Return every line below that contains the word "bark". Case counts: a match must have the same capitalization.
· · ·
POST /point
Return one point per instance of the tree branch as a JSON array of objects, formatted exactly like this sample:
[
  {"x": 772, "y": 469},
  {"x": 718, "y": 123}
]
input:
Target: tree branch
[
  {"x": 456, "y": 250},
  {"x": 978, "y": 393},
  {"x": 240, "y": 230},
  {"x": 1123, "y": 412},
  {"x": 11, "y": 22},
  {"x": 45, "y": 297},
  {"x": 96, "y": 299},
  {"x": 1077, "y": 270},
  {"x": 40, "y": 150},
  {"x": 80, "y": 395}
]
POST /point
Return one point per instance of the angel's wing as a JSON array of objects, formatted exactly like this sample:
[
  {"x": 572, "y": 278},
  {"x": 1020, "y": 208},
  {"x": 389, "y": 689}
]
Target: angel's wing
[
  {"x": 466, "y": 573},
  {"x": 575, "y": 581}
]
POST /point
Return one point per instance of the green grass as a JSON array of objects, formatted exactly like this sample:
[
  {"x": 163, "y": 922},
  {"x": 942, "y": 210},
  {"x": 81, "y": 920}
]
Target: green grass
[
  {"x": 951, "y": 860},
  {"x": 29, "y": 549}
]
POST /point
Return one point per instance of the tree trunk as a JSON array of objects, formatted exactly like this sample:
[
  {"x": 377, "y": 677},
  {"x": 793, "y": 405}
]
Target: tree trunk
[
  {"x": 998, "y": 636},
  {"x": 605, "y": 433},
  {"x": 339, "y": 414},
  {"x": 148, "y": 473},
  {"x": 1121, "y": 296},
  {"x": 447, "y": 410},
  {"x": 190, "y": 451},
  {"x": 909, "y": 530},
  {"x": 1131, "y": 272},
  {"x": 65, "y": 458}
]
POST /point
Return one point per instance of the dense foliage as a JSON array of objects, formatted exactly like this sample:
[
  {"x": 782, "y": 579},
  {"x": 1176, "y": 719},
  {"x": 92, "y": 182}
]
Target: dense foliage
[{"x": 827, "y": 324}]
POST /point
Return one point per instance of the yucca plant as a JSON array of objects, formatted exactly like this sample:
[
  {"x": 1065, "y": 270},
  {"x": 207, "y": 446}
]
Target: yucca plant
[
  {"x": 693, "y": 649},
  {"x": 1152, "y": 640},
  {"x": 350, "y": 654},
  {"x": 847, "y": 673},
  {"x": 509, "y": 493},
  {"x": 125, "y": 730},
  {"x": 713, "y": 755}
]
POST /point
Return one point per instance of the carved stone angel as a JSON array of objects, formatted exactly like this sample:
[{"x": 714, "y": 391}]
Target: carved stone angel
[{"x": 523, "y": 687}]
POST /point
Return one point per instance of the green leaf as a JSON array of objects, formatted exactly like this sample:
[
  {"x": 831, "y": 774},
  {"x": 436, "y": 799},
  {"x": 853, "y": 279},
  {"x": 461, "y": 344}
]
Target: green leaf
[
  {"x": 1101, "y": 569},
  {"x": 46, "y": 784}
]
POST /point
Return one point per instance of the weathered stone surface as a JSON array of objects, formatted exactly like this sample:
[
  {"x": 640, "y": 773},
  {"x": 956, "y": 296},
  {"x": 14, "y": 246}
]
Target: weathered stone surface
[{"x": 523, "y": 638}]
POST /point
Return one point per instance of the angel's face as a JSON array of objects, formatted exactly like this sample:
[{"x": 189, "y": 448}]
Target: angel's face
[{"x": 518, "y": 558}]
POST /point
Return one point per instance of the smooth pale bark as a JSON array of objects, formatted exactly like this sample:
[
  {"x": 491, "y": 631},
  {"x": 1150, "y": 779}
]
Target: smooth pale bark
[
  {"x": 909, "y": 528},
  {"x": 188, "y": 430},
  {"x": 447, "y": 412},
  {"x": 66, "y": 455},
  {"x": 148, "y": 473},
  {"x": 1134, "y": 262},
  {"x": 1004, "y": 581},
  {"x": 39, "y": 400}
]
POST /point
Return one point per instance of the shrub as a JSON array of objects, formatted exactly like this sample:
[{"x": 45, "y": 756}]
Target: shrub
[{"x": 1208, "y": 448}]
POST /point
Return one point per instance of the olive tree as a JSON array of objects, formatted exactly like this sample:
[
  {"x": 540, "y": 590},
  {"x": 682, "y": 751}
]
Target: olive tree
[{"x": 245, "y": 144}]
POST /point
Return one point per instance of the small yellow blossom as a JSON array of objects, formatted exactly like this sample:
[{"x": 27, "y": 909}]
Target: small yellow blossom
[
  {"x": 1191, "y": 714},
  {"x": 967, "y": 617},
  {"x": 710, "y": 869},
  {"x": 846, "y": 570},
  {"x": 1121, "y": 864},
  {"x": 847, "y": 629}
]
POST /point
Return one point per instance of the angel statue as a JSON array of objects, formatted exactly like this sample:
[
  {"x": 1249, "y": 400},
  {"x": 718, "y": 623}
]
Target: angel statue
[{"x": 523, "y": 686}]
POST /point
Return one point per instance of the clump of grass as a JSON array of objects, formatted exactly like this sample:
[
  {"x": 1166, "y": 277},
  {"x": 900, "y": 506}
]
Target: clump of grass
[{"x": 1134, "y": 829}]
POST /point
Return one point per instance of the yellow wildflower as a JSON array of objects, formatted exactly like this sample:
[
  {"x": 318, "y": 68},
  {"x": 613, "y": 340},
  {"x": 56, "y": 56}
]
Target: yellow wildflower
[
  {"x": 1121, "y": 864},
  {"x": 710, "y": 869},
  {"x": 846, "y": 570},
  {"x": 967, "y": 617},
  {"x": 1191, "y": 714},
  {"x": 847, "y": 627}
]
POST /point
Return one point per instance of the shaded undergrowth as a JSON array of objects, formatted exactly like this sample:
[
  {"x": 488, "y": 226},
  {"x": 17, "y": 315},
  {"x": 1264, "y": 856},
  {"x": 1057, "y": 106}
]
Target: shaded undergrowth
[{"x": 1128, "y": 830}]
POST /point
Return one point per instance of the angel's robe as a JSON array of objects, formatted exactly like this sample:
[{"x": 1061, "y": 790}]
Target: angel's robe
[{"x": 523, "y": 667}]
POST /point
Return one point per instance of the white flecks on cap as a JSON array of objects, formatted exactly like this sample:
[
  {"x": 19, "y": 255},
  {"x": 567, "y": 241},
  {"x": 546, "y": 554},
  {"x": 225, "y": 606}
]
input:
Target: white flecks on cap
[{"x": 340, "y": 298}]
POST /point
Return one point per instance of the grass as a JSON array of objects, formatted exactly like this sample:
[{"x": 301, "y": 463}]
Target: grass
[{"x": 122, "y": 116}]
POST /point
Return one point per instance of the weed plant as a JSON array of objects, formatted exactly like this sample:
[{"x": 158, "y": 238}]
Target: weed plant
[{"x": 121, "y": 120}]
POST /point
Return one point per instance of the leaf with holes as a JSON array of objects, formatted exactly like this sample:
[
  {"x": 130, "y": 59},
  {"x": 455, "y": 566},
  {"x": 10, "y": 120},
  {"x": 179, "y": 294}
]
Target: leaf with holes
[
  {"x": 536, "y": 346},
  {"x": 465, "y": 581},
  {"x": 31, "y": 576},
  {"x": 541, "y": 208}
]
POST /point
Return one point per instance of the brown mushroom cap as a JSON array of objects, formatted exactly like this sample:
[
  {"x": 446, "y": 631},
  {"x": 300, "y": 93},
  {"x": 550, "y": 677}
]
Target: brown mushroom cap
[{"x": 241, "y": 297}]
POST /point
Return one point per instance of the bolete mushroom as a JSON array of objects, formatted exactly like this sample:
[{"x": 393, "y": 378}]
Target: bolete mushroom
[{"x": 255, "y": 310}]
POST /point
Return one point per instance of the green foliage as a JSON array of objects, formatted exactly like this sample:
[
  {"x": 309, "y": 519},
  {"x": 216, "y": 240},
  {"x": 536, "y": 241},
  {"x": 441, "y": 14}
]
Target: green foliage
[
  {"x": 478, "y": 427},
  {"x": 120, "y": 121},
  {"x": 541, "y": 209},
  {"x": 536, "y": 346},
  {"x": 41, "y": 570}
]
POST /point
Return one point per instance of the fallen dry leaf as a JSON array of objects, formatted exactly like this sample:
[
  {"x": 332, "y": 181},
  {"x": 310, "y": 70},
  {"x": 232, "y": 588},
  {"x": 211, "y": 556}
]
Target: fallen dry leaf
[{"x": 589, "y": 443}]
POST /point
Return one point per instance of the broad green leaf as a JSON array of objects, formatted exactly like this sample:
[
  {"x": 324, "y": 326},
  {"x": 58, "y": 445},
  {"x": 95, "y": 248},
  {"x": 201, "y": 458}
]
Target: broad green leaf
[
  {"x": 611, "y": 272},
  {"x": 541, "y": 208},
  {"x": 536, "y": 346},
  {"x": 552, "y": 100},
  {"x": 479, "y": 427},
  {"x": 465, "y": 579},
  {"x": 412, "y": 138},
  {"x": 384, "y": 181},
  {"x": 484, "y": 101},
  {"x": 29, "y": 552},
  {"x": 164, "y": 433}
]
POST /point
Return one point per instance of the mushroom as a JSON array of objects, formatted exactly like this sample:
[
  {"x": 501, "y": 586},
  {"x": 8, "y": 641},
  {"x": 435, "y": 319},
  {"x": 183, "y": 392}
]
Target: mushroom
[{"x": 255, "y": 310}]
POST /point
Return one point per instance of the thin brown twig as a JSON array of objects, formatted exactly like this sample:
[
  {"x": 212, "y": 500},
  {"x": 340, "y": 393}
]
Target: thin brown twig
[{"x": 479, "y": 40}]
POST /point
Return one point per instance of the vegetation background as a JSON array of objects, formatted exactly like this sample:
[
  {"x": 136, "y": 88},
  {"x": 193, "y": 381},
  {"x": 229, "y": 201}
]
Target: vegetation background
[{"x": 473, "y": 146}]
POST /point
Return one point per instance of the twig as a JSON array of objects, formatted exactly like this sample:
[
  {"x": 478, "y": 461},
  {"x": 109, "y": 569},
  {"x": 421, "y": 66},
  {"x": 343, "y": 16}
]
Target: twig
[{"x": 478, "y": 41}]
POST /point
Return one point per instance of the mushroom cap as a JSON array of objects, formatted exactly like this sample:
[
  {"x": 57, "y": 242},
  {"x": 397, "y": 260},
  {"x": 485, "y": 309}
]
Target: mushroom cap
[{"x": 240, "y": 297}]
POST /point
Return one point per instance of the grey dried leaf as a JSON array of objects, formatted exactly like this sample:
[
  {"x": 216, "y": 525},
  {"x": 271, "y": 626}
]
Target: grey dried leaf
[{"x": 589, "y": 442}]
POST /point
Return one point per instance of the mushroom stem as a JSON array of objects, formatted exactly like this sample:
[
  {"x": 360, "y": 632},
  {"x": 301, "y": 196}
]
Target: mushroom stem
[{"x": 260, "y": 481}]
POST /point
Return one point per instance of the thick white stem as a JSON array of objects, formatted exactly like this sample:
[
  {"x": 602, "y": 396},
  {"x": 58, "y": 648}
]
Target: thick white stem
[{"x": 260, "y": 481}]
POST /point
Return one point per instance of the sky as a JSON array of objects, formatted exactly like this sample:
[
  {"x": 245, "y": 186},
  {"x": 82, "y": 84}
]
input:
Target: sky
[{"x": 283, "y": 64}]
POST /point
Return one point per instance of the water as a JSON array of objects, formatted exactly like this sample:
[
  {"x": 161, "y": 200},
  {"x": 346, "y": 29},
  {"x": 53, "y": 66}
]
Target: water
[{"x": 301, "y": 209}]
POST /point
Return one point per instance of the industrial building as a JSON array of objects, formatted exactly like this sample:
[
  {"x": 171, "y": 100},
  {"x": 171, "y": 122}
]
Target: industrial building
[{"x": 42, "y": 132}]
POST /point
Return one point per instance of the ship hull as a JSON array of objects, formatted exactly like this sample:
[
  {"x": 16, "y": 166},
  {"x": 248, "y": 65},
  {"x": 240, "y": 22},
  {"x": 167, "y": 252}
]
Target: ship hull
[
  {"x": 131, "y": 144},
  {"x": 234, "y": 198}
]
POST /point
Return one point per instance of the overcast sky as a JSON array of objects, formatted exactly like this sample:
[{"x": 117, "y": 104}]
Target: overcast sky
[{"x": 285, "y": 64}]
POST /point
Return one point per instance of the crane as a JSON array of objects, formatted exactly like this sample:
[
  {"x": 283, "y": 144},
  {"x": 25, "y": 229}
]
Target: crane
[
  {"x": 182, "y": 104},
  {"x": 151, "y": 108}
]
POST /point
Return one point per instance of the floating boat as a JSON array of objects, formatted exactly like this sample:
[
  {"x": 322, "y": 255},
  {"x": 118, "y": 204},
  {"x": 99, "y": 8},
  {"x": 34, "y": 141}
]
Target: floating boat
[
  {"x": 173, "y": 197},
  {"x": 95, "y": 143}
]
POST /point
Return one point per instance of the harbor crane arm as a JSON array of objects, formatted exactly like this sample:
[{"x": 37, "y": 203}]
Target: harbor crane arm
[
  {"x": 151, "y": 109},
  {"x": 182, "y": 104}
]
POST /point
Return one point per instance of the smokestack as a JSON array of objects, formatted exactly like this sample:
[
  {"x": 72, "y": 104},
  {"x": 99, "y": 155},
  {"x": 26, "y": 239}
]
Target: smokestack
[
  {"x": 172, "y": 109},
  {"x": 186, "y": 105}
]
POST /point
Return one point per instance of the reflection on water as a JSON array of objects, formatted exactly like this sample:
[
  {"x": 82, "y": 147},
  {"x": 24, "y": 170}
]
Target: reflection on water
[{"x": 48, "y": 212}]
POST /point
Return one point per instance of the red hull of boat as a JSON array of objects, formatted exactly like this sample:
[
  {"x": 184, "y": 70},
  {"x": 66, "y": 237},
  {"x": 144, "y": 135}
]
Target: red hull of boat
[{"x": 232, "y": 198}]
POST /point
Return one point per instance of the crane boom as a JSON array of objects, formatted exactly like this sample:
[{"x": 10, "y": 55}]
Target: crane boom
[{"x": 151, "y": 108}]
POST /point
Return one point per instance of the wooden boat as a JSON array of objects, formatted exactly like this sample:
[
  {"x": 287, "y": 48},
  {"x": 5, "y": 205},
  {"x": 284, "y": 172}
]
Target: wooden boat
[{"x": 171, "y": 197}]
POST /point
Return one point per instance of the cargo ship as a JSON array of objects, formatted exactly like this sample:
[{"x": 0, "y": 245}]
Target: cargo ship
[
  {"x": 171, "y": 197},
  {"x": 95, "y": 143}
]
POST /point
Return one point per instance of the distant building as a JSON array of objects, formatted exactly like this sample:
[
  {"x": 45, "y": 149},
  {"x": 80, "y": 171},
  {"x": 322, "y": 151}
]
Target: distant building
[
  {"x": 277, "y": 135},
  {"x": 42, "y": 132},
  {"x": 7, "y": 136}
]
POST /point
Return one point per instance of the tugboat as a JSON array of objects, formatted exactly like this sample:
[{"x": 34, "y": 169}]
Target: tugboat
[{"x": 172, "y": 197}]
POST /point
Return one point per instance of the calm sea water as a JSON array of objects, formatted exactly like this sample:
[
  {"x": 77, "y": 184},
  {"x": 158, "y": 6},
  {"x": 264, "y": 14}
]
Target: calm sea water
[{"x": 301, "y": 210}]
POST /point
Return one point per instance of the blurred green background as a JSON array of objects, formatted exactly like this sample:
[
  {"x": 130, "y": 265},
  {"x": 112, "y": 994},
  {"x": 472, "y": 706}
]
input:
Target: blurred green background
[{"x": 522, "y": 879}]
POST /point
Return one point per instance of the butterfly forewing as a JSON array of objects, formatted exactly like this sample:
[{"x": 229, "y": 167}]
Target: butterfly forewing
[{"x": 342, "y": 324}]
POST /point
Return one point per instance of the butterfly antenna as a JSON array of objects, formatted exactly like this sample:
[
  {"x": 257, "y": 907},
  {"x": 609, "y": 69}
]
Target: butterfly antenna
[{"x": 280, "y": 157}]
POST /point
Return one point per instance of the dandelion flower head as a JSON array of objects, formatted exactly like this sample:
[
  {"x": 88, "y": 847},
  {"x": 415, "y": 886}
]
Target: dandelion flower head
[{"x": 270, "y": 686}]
· · ·
The answer:
Return one point per instance of the smooth pale bark as a JSON array of objects, formatted exactly like this sample:
Target: smooth pale bark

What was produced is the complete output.